- **THE EXERCISE**:
Return each line of the records below that contains the word "lamp", matching case exactly.

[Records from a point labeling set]
+ + + +

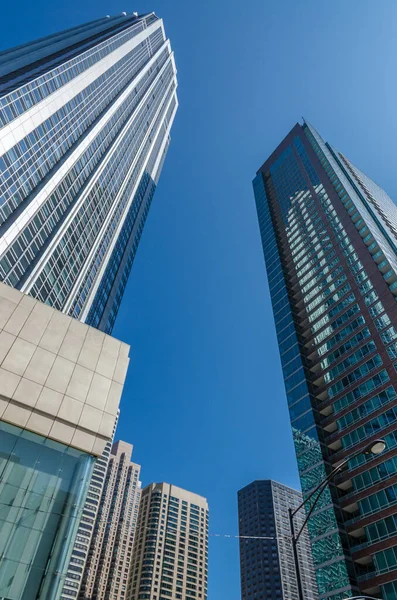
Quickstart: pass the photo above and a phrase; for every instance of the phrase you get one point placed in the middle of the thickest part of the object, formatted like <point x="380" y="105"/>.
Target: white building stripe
<point x="14" y="132"/>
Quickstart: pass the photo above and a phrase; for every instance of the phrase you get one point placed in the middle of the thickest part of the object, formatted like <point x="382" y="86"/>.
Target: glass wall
<point x="42" y="491"/>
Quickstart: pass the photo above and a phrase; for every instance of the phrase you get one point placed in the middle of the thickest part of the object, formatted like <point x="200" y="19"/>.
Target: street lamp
<point x="375" y="448"/>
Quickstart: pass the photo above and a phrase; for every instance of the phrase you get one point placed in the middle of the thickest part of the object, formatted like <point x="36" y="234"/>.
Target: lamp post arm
<point x="323" y="482"/>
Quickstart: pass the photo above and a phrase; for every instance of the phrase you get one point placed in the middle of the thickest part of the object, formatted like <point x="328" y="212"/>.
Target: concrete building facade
<point x="60" y="388"/>
<point x="170" y="555"/>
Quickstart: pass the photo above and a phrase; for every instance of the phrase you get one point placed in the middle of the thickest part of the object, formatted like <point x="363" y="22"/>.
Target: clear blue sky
<point x="204" y="402"/>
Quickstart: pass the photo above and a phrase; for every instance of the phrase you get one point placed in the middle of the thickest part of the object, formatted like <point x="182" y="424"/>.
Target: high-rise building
<point x="60" y="388"/>
<point x="85" y="531"/>
<point x="266" y="557"/>
<point x="170" y="555"/>
<point x="85" y="119"/>
<point x="109" y="560"/>
<point x="329" y="236"/>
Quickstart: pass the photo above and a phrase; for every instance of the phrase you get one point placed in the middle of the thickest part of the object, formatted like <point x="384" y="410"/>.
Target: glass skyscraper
<point x="329" y="236"/>
<point x="266" y="559"/>
<point x="85" y="119"/>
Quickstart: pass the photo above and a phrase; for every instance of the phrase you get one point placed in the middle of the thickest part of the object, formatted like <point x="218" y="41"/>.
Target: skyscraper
<point x="170" y="555"/>
<point x="329" y="236"/>
<point x="85" y="118"/>
<point x="267" y="565"/>
<point x="109" y="560"/>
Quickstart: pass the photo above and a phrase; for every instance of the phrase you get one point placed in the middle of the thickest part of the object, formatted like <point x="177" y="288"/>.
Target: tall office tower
<point x="170" y="554"/>
<point x="267" y="565"/>
<point x="329" y="236"/>
<point x="79" y="555"/>
<point x="108" y="565"/>
<point x="85" y="118"/>
<point x="60" y="387"/>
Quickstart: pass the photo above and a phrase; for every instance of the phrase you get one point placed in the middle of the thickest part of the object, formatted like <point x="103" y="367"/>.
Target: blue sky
<point x="204" y="402"/>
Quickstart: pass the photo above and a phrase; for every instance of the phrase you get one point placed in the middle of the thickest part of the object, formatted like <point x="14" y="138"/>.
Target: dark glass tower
<point x="267" y="565"/>
<point x="85" y="119"/>
<point x="329" y="236"/>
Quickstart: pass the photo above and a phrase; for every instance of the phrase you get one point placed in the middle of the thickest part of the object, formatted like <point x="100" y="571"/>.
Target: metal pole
<point x="295" y="553"/>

+ + + +

- **PROBLEM SOLUTION**:
Target: street lamp
Target: lamp post arm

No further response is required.